==== Input records ====
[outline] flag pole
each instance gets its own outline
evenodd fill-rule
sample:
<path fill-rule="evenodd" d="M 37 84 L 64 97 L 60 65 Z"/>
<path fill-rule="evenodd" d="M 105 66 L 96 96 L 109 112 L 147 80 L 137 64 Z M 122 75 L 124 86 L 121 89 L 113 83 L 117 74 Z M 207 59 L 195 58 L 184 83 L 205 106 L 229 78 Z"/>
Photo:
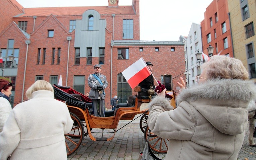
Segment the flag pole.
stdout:
<path fill-rule="evenodd" d="M 143 59 L 143 57 L 141 57 L 142 58 L 142 59 L 143 60 L 143 62 L 144 62 L 144 63 L 145 63 L 145 64 L 146 64 L 146 66 L 147 66 L 147 67 L 148 67 L 148 69 L 149 69 L 149 70 L 150 71 L 150 73 L 151 73 L 151 74 L 152 75 L 152 76 L 153 76 L 153 78 L 154 78 L 154 79 L 156 81 L 156 82 L 157 83 L 157 85 L 159 86 L 159 84 L 158 83 L 158 82 L 157 82 L 157 80 L 155 78 L 155 76 L 154 75 L 153 75 L 153 74 L 152 73 L 152 72 L 151 72 L 151 71 L 149 69 L 149 66 L 148 66 L 148 65 L 147 65 L 147 64 L 146 63 L 146 62 L 145 62 L 145 61 L 144 60 L 144 59 Z"/>

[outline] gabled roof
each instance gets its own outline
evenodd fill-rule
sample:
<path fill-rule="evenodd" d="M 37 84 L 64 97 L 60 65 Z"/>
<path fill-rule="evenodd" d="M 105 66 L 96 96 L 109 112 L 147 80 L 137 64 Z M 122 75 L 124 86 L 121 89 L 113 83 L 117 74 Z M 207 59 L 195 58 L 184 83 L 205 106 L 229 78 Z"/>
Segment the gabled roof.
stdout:
<path fill-rule="evenodd" d="M 65 7 L 24 8 L 24 14 L 15 17 L 48 16 L 51 14 L 54 16 L 82 15 L 85 11 L 89 9 L 96 10 L 101 15 L 135 14 L 132 6 L 120 6 L 117 7 L 109 7 L 107 6 Z"/>

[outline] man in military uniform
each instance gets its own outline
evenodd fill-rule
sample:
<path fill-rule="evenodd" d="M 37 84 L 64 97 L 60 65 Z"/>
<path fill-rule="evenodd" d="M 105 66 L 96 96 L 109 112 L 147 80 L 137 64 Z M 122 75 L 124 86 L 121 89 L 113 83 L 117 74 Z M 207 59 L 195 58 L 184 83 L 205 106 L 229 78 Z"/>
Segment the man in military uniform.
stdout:
<path fill-rule="evenodd" d="M 91 88 L 89 97 L 92 102 L 93 114 L 95 116 L 105 117 L 105 97 L 104 90 L 107 87 L 106 76 L 100 74 L 101 66 L 96 64 L 93 67 L 95 73 L 89 75 L 88 85 Z M 98 114 L 97 107 L 99 106 L 100 115 Z"/>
====
§ **Given problem**
Can you copy out, character for character, the stretch of the records above from the line containing "[outline] man in military uniform" through the end of the records, with nothing else?

§ **Output of the task**
[outline] man in military uniform
each instance gets its own outline
evenodd fill-rule
sample:
<path fill-rule="evenodd" d="M 37 84 L 64 97 L 60 65 Z"/>
<path fill-rule="evenodd" d="M 105 66 L 96 96 L 109 112 L 147 80 L 137 64 Z M 122 75 L 124 86 L 121 89 L 113 83 L 117 74 Z M 207 59 L 195 58 L 184 83 L 205 106 L 229 78 Z"/>
Segment the man in military uniform.
stdout:
<path fill-rule="evenodd" d="M 91 88 L 89 97 L 92 102 L 93 114 L 95 116 L 105 117 L 105 97 L 104 90 L 107 87 L 106 76 L 100 74 L 101 66 L 96 64 L 93 67 L 95 73 L 89 75 L 88 85 Z M 98 114 L 97 107 L 99 106 L 100 115 Z"/>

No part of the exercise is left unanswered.